*Your assignment*:
Where a line of the records holds the string "pink", copy that line.

Input data: Begin

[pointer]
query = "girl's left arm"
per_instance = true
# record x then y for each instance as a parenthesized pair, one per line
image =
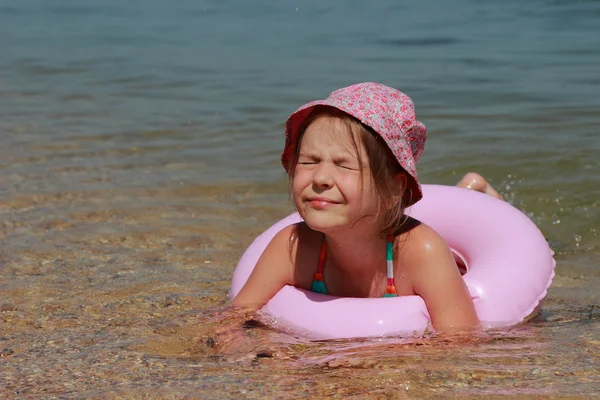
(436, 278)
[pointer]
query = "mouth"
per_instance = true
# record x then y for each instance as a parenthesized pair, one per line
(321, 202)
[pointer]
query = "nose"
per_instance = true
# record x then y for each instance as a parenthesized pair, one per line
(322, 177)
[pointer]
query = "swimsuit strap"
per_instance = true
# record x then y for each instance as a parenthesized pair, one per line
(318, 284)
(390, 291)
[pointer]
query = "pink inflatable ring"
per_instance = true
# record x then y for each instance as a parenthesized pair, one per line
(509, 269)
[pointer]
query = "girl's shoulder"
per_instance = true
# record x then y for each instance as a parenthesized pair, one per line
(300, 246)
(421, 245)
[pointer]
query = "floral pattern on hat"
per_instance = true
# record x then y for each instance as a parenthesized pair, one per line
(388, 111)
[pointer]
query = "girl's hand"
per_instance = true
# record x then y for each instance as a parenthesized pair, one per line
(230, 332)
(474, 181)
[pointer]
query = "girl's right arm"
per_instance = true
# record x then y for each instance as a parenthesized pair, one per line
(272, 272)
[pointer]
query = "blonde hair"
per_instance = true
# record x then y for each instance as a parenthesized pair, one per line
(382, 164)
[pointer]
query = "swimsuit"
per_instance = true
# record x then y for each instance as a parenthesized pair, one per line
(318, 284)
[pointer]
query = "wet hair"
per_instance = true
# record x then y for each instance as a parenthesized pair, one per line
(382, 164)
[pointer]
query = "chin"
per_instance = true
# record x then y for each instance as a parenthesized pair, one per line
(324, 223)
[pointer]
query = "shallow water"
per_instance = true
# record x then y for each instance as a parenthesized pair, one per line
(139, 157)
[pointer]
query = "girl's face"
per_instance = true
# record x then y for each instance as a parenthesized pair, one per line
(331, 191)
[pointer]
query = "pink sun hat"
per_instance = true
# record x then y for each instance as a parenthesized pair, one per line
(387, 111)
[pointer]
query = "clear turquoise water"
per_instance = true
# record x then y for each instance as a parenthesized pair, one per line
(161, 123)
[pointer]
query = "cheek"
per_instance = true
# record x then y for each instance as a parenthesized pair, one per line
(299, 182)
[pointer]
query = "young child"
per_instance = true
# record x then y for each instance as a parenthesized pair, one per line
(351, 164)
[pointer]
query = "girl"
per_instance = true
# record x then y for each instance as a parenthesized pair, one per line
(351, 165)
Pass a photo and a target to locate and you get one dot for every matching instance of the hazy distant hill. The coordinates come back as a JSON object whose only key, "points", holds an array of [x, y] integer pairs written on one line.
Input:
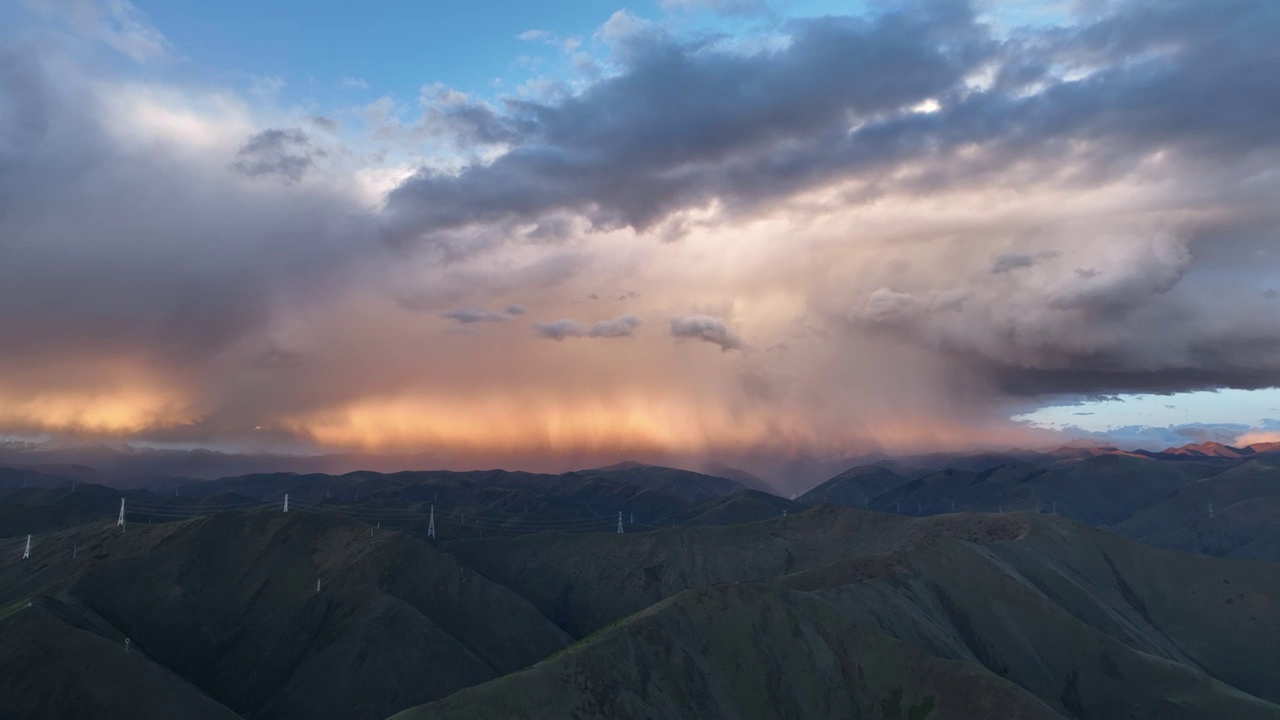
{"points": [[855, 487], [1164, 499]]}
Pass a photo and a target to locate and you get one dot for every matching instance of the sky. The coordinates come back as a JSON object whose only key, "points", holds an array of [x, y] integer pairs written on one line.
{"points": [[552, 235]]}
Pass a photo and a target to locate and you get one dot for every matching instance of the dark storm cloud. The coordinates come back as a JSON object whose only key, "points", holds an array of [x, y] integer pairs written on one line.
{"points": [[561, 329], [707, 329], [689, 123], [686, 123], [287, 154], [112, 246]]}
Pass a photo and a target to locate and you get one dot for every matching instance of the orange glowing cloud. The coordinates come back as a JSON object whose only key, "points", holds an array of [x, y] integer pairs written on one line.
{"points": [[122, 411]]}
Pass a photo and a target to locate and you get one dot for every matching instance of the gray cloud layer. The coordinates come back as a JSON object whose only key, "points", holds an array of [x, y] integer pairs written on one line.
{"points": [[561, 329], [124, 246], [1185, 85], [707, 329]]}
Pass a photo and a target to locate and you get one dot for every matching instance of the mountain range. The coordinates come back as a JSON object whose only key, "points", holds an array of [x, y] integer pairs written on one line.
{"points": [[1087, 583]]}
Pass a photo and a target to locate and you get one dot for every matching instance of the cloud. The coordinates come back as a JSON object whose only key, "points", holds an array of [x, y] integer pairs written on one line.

Input data: End
Input data: Begin

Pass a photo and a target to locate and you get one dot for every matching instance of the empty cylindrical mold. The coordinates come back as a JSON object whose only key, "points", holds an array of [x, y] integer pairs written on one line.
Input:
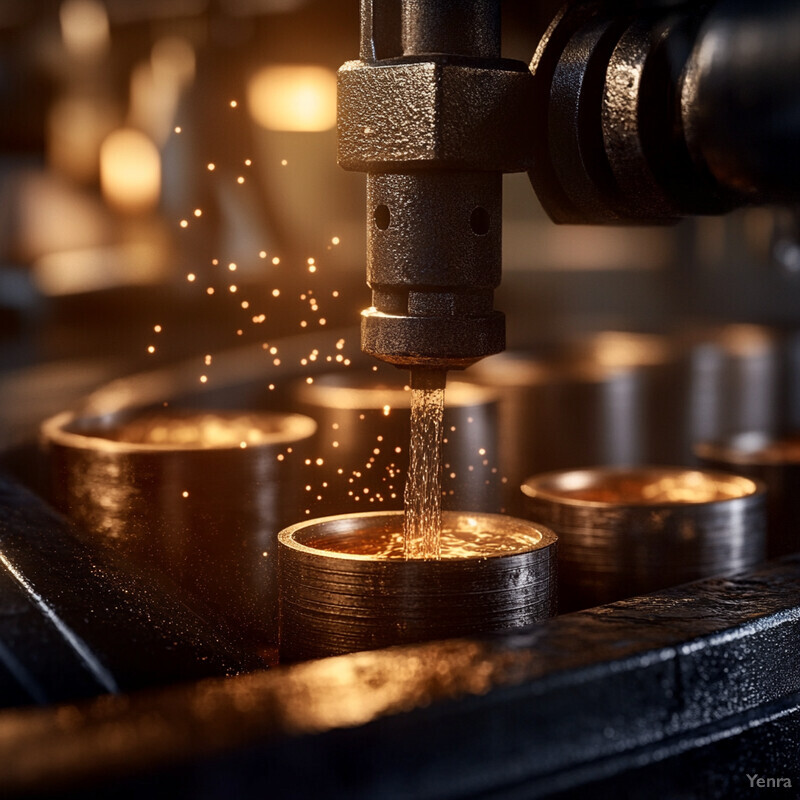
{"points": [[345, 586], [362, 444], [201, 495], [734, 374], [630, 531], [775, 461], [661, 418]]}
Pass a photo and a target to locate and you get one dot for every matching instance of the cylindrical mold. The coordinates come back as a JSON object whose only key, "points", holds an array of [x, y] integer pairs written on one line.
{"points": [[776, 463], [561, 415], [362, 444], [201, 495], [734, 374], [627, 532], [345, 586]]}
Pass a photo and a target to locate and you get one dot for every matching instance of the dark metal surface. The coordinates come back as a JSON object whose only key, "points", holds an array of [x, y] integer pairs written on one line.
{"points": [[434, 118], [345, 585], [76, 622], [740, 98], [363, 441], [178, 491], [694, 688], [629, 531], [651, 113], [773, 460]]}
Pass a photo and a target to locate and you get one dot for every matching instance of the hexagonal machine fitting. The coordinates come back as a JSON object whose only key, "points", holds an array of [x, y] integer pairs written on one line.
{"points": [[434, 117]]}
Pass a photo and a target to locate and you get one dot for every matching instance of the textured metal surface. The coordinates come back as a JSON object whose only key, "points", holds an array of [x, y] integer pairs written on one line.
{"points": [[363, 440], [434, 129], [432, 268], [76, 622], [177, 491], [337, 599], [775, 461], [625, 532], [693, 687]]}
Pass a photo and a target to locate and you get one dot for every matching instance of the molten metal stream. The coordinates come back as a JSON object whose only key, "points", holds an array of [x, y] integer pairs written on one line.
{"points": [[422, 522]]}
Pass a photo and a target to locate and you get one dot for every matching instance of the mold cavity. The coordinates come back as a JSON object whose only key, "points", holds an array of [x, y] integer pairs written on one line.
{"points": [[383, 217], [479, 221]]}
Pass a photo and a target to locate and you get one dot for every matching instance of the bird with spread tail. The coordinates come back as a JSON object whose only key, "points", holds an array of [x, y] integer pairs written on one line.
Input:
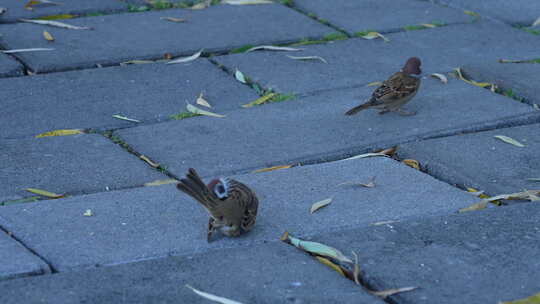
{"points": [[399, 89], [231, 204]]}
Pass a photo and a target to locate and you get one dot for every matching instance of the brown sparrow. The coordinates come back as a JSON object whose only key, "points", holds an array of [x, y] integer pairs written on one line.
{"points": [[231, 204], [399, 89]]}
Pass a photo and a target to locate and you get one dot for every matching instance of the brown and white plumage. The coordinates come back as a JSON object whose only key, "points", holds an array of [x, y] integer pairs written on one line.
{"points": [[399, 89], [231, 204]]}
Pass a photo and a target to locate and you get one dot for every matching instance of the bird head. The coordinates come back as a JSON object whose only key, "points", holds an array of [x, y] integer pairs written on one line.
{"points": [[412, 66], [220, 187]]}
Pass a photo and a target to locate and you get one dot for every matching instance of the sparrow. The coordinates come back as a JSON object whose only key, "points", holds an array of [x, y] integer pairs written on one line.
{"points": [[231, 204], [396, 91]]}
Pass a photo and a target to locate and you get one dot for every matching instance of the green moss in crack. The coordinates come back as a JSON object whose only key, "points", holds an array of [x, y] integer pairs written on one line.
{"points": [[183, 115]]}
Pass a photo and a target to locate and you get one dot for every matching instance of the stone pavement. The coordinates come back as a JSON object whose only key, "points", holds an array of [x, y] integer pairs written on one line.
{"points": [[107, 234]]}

Input data: End

*Solution to this problem*:
query = "pink inflatable ring"
query = "pink sun hat"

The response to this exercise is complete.